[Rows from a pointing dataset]

########

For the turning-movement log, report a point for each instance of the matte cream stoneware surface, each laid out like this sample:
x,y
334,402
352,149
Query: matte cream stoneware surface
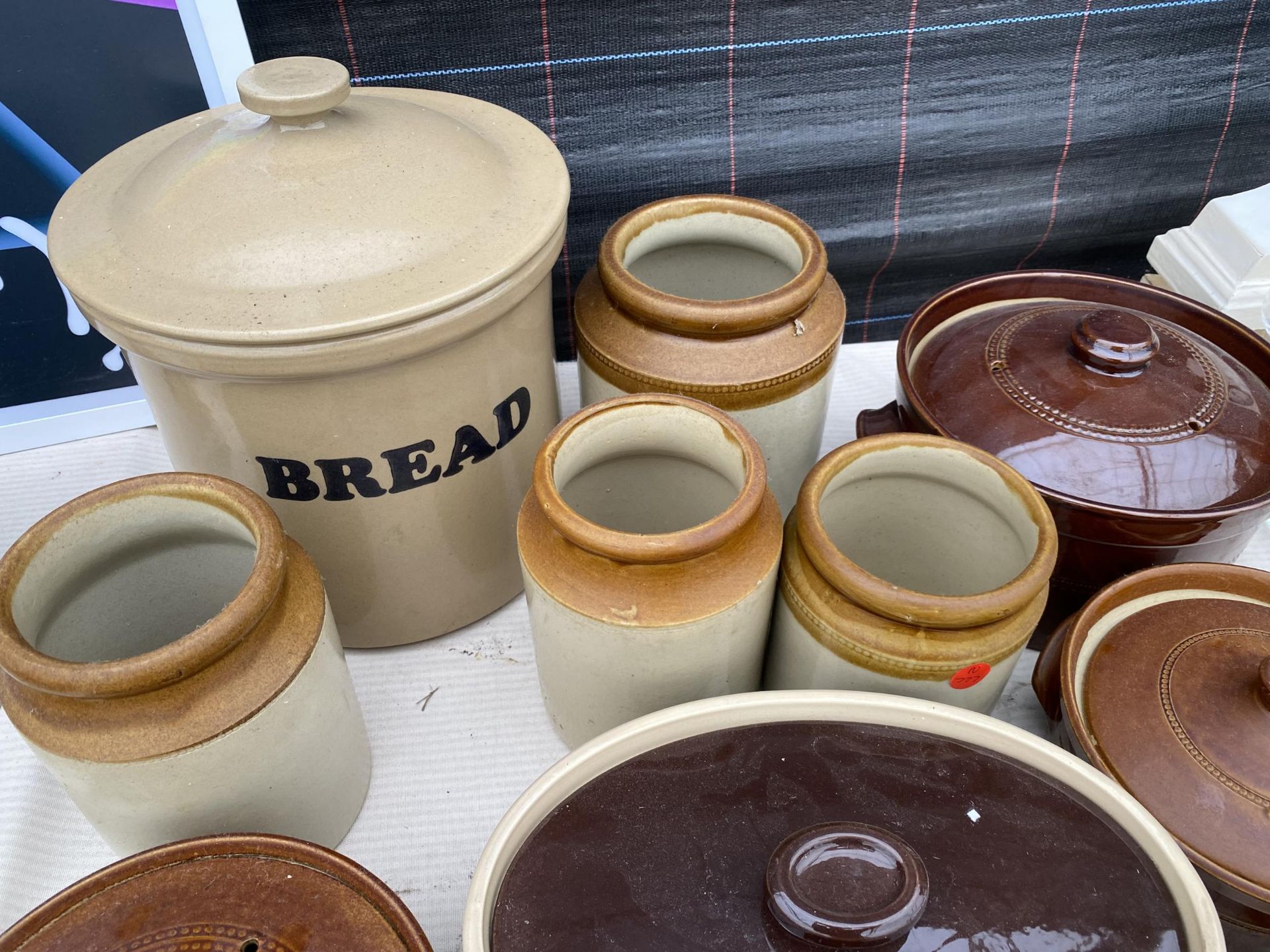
x,y
780,429
912,565
169,654
378,361
575,770
726,300
651,546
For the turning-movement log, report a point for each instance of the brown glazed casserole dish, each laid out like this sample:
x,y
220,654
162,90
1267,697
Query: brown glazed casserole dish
x,y
1162,682
1142,416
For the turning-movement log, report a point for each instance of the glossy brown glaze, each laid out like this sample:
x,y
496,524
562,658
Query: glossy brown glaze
x,y
243,892
1170,699
847,885
672,848
1142,416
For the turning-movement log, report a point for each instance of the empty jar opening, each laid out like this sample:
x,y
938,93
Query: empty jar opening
x,y
714,257
130,576
929,520
650,469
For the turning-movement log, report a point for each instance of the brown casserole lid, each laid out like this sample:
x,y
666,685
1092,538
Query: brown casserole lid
x,y
241,892
810,836
1097,393
1166,687
309,212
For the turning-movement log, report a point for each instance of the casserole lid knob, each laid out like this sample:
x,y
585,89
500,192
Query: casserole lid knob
x,y
1114,342
1171,697
846,885
294,87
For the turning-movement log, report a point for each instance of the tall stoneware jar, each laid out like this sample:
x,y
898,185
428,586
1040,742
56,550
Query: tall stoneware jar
x,y
722,299
168,653
650,543
913,565
342,300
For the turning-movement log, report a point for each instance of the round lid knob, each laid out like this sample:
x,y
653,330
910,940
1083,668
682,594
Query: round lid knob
x,y
846,885
294,85
1114,340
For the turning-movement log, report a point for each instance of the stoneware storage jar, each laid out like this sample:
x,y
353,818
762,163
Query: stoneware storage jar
x,y
1162,681
650,545
1142,416
799,822
224,894
913,565
168,653
343,301
726,300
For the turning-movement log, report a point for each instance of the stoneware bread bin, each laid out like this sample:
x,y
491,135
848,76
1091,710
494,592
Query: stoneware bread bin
x,y
343,301
1162,682
651,545
169,654
722,299
1142,416
799,822
224,894
913,565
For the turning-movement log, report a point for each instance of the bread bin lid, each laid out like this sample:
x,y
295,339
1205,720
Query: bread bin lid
x,y
308,212
238,892
806,836
1100,403
1171,677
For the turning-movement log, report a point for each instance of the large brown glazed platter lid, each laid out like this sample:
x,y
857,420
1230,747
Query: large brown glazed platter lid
x,y
1142,416
1165,686
243,892
799,822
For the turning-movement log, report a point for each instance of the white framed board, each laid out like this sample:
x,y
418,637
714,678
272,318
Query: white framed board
x,y
78,79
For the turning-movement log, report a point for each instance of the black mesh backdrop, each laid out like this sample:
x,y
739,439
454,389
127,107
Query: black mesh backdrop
x,y
926,141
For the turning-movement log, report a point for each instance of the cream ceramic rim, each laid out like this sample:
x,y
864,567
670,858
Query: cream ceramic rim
x,y
1199,917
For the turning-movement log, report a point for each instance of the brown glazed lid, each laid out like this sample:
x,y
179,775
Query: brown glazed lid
x,y
239,892
1166,681
816,836
309,212
1091,397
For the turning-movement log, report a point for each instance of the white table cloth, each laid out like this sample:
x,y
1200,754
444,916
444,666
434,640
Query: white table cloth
x,y
456,724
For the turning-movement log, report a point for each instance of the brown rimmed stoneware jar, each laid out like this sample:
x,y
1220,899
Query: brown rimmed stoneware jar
x,y
913,565
238,892
169,654
1162,682
722,299
343,301
650,543
804,820
1142,416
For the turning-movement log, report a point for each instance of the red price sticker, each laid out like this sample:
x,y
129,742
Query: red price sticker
x,y
969,676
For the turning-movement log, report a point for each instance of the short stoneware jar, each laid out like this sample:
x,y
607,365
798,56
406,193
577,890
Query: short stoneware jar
x,y
722,299
168,653
650,543
342,299
913,565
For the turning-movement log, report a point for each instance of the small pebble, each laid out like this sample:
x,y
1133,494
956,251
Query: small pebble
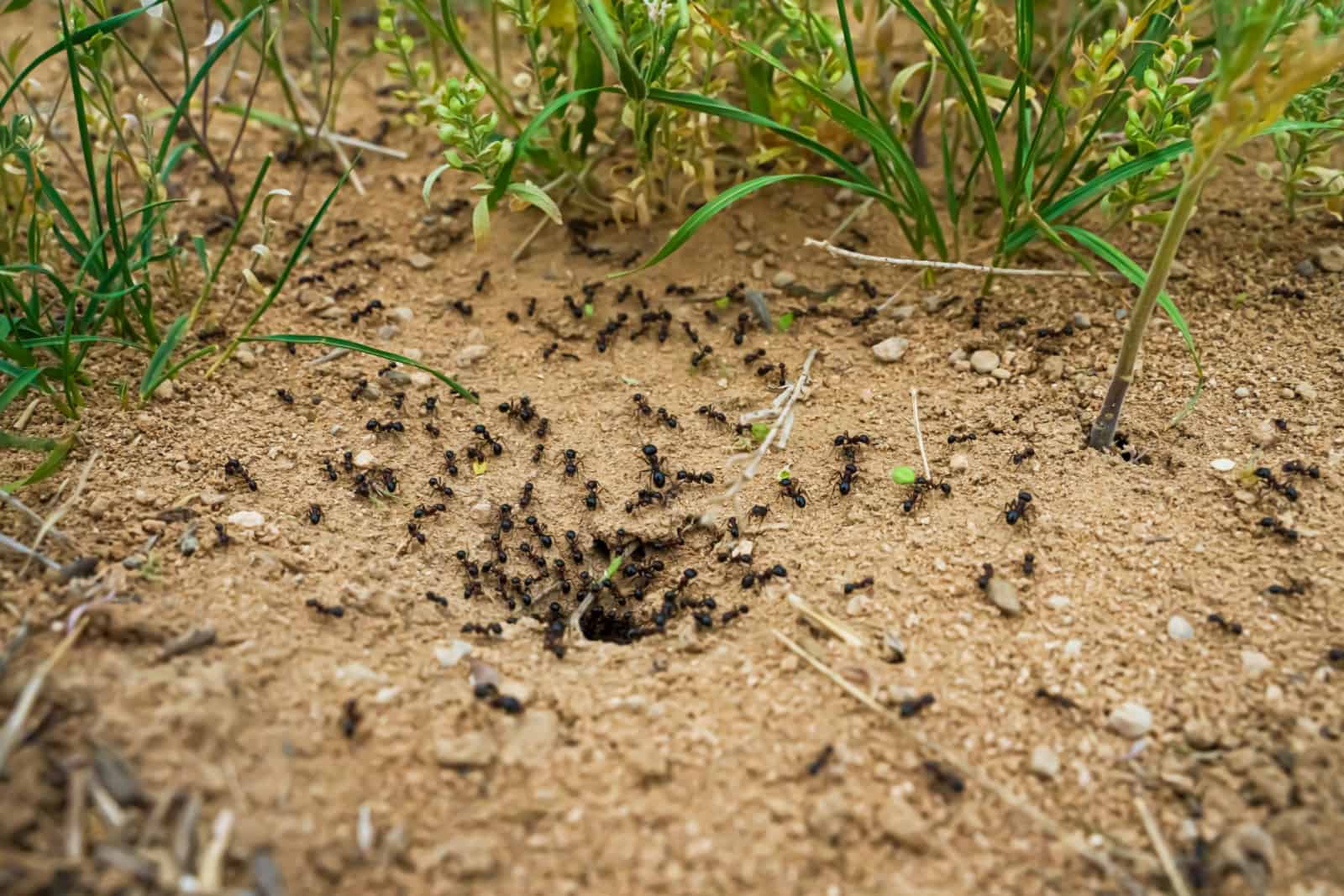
x,y
1331,258
1129,720
890,349
984,360
246,519
1179,629
1003,594
1045,762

########

Work instructions – A faithful copy of the records above is needed, with the pictures left out.

Result –
For the turning-movement log, report a point for each instance of the matte cream stoneware surface, each laid out like this sample:
x,y
334,402
352,149
Query: matte cream stoneware surface
x,y
780,429
912,565
169,654
378,361
575,770
726,300
651,546
For the turning-movement log, report a point for each instance of the brown glazed casserole dish, each laid out like this sample:
x,y
220,654
162,90
1267,697
Query: brown glazed casserole dish
x,y
1162,682
1142,416
For the turning-movement log, report a point for each instance of the glossy brown glaze, each laid out like this sample:
x,y
496,524
562,658
Query: glossy brown glaze
x,y
243,892
1170,699
847,885
672,848
1142,416
For the turning-movement log, report a point for each instance of the empty jar opening, each laid out like this sample:
x,y
938,93
Query: empty jar opening
x,y
714,257
130,576
929,520
650,469
For the turning-movement log, report a point for each instance of the brown casserole lid, each laid out like this sample:
x,y
666,685
1092,538
Query: brown casserole lid
x,y
241,892
810,836
1097,393
1166,687
309,212
For the turning-movement log, report a point for each instance of the casserole lid knob, each laid out like this sample:
x,y
585,89
500,192
Query: casserole lid knob
x,y
1114,342
1171,697
846,885
294,87
For the turning-movement log, report a point for each instance of the tall stoneware jar, each laid out like this sample:
x,y
898,185
428,586
1040,742
56,550
Query: tall stoneware jar
x,y
722,299
168,653
650,543
913,565
342,300
For the turning-movement log, report a point for each instance of the round lid knob, each laid out like this sample:
x,y
653,330
910,940
1083,668
682,594
Query: round lid knob
x,y
846,885
294,85
1114,340
For the turning-movement log, report a point for each instance of the stoneware storage jar, each laid out like this sample:
x,y
353,818
762,163
Query: stoneware storage jar
x,y
1162,681
650,545
1142,416
799,822
224,894
913,565
168,653
343,301
726,300
For the turning-movement log, report a point for each instance of the stoneware bread bin, each laid out like this sample:
x,y
491,135
848,76
1091,710
494,592
Query: stoneware bread bin
x,y
343,301
1162,682
651,545
169,654
722,299
1142,416
799,822
224,894
913,565
For the turning-movement log, report a point for each instance of the bread bin lid, each laid out like this sample:
x,y
295,339
1205,720
Query: bread bin lid
x,y
308,212
238,892
806,836
1100,403
1171,677
For the turning-movement log, report a point for each instance of the large brown glazed platter lid, each laid out like this sample:
x,y
857,420
1230,747
Query: large brown glazed platter lid
x,y
1142,416
1165,686
243,892
799,822
For the turning-movement log, report a point for each instance of the white framed board, each laid out like this sample:
x,y
418,637
714,678
272,318
Query: white framed board
x,y
78,79
For the turning-movement log, report a point for each instance of the black mesh backdrop, each laid out like this sample:
x,y
739,439
454,389
127,107
Query: black mesh backdrop
x,y
926,141
For the turning-movement log, report a point for each instance of the cream ceramic rim, each laid out like this sample:
x,y
864,567
670,858
Query: cream ceramic rim
x,y
1199,917
For the turning-movement log, report a point for each instance of the brown glazed lid, each laid out like this sample:
x,y
179,775
Query: brown glazed lid
x,y
239,892
1166,681
816,836
309,212
1091,397
For the turning-movement log, report a point for each instance of the white table cloth, each laid out like this sample:
x,y
1200,754
444,916
444,666
434,640
Query: white table cloth
x,y
456,724
For the turning-movement log, report a point for each instance of the brown rimmed stoneware jar, each laid out like this sample:
x,y
1220,899
Query: brown rimmed stoneware jar
x,y
913,565
238,892
169,654
1162,682
722,299
343,301
650,543
804,820
1142,416
For the turning-movement log, report a point for each instance of the red price sticker, each laid out like this sample:
x,y
129,742
Query: red price sticker
x,y
969,676
For the turning-movement log, report a point for each instance of the short stoneware jar, each laid out like this sample:
x,y
607,365
798,56
406,193
577,890
Query: short stoneware jar
x,y
722,299
168,653
650,543
342,299
913,565
For the turning-movement log, report a point for each instance of the small pebble, each laid out like this sample:
x,y
1133,494
956,251
Query: small pebble
x,y
1331,258
1129,720
890,349
984,360
246,519
1179,629
1003,594
1045,762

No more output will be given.